Assignment:
With the pictures removed, write out the full listing below exactly.

Data provided:
= = =

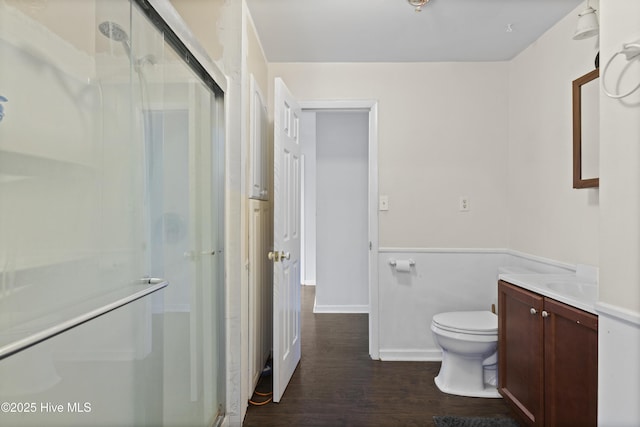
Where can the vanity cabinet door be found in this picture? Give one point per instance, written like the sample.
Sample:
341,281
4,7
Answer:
520,351
571,366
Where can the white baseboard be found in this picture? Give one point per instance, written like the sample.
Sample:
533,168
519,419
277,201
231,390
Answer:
340,308
407,355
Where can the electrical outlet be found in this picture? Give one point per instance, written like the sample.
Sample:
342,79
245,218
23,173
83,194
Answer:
383,203
463,204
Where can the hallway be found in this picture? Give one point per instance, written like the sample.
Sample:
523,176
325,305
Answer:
337,384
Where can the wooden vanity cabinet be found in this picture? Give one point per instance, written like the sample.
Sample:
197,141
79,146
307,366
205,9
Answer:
547,359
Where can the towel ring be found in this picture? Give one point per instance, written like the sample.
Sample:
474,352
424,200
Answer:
630,50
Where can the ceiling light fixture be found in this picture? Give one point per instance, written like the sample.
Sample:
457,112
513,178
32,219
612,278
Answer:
587,24
418,4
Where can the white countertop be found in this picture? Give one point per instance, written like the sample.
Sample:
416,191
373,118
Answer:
577,291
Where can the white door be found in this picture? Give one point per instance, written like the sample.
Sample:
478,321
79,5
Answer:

= = =

Exercise answer:
Where can the vanity cabinet door be found in this picture? Give one point per instance, written like the sample.
Sample:
341,281
4,7
Answer:
520,351
571,366
Where can the white baseboard be found in this picture? Give one point per instance, written like the sample.
Sample:
533,168
519,419
277,201
231,390
Answer:
340,308
407,355
Where can the electrical outlet be found in this picture? Give one point per instance, written like the sample.
Sample:
342,79
245,218
23,173
83,194
Answer:
383,203
463,204
Where can the hallway be found in this picture? Give one point per instance, written like the sample.
Sample:
523,176
325,305
Answer:
337,384
Where can the wooden vanity cabinet be found in this picture? Give one point per instance, written like the sample.
Sample:
197,141
79,146
307,366
205,9
Answer:
547,359
Where can the towel ring be found in this picture? Give one point per instance, written like the sample.
Sample:
474,352
424,200
Answer:
630,50
Where can the ceiling light fixture be found in this picture? Give one point per instance, written like the sample.
Sample:
457,112
513,178
32,219
612,278
Answer:
587,24
418,4
Where can the white countertop be found in this picture? Give one point per instance, written like the sample.
Sample:
416,191
373,118
Answer:
577,291
Where can the white door be found in this picture? Give one point per instance, written like the sample.
Sample:
478,321
79,5
Answer:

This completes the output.